EXERCISE DESCRIPTION: Without the pictures, repeat all of the data exactly as it appears below.

SUPPLIED MATERIAL:
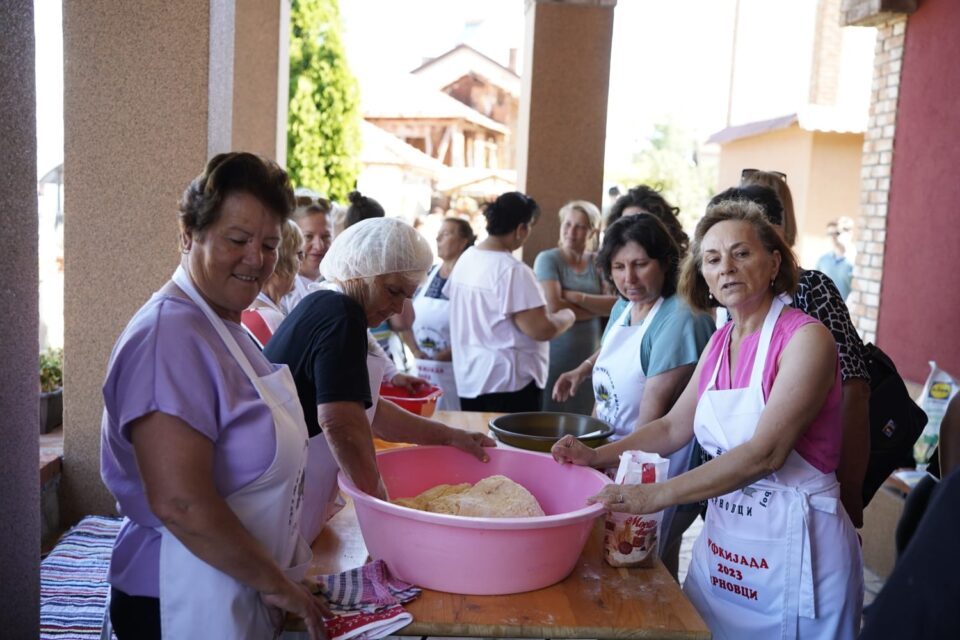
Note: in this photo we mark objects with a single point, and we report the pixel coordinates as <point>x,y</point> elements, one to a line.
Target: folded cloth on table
<point>367,601</point>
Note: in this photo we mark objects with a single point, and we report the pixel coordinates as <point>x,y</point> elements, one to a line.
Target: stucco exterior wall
<point>19,377</point>
<point>834,190</point>
<point>562,128</point>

RESPONSE TO THIS TASK:
Note: in this photo we mark objects with a single point, and we report the pixel coordinates as <point>x,y</point> elements, one to a line.
Target: folded cloth on table
<point>367,601</point>
Note: in this photo we mark objects with a single point, and we report the pixel coordinates as <point>x,y</point> elements, one to a line.
Target: stucco exterior wall
<point>19,377</point>
<point>834,190</point>
<point>562,128</point>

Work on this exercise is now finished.